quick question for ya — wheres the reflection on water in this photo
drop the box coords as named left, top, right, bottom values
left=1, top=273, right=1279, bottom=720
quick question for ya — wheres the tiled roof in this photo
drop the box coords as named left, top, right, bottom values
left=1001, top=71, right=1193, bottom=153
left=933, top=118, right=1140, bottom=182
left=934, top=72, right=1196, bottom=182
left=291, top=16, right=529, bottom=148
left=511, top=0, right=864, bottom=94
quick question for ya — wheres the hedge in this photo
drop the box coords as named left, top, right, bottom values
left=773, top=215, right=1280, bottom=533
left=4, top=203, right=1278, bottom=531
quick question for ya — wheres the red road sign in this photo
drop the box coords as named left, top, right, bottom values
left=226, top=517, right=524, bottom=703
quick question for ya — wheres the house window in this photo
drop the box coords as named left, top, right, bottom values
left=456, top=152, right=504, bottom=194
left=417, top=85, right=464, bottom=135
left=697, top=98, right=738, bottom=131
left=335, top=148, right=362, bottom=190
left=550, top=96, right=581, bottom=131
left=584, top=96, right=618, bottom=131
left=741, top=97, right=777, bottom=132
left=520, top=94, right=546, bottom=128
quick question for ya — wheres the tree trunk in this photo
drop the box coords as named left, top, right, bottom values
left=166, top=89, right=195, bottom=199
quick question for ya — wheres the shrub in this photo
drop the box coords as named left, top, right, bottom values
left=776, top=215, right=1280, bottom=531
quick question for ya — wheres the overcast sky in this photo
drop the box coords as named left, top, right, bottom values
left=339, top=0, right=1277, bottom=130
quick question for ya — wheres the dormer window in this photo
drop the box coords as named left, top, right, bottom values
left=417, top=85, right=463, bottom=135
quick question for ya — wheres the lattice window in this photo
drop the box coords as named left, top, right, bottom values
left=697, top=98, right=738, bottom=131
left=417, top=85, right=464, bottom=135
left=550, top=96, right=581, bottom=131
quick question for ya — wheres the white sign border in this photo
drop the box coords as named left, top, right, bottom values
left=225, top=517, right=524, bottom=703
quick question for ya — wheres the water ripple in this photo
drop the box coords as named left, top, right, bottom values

========================

**Work required**
Send back the complete listing, identical to the original in every line.

**Result for this task**
quick question for ya — wheres the reflection on water in this photo
drop the box coords as named left, top, right, bottom values
left=1, top=273, right=1279, bottom=720
quick question for ya — wheres the tiled roof in this photo
drop the box coords as named left, top, right, bottom values
left=1001, top=71, right=1193, bottom=153
left=933, top=118, right=1140, bottom=182
left=934, top=72, right=1196, bottom=182
left=291, top=16, right=529, bottom=148
left=511, top=0, right=864, bottom=94
quick question for ya — wheres the hedge in this photo
drop the box coords as named left, top, right, bottom values
left=773, top=215, right=1280, bottom=533
left=4, top=203, right=1278, bottom=531
quick question for ya — wheres the red road sign in this photo
drop the box coords as named left, top, right, bottom values
left=226, top=517, right=524, bottom=703
quick question for ya — wheres the house window in this photo
drop the box coords as named left, top, right, bottom values
left=456, top=152, right=504, bottom=194
left=417, top=85, right=464, bottom=135
left=697, top=98, right=738, bottom=131
left=335, top=148, right=362, bottom=190
left=550, top=96, right=581, bottom=131
left=584, top=96, right=618, bottom=131
left=741, top=97, right=777, bottom=132
left=520, top=94, right=546, bottom=128
quick question for ya — wheres the tree trunk in this photo
drop the box coords as named left, top, right, bottom values
left=166, top=89, right=195, bottom=199
quick question for ya — wheres the shrub in this photo
drop the box coords as named left, top, right, bottom values
left=776, top=215, right=1280, bottom=531
quick question for ya — wheres the overcast sky in this photo
drop the box coords as named left, top, right, bottom values
left=339, top=0, right=1277, bottom=130
quick question for ya — wheres the dormer window in this photo
drop the box coords as named left, top, right, bottom values
left=417, top=85, right=463, bottom=135
quick question for ya — wheres the lattice window in this photo
drop the box coords as named left, top, right, bottom values
left=697, top=98, right=738, bottom=131
left=417, top=85, right=464, bottom=135
left=550, top=96, right=581, bottom=131
quick question for ya — wheres the white sign border in this photo
drop the box coords as named left, top, right, bottom values
left=225, top=517, right=524, bottom=703
quick question for ya — wheres the water ripple in this photo
drop the box coords as named left, top, right, bottom values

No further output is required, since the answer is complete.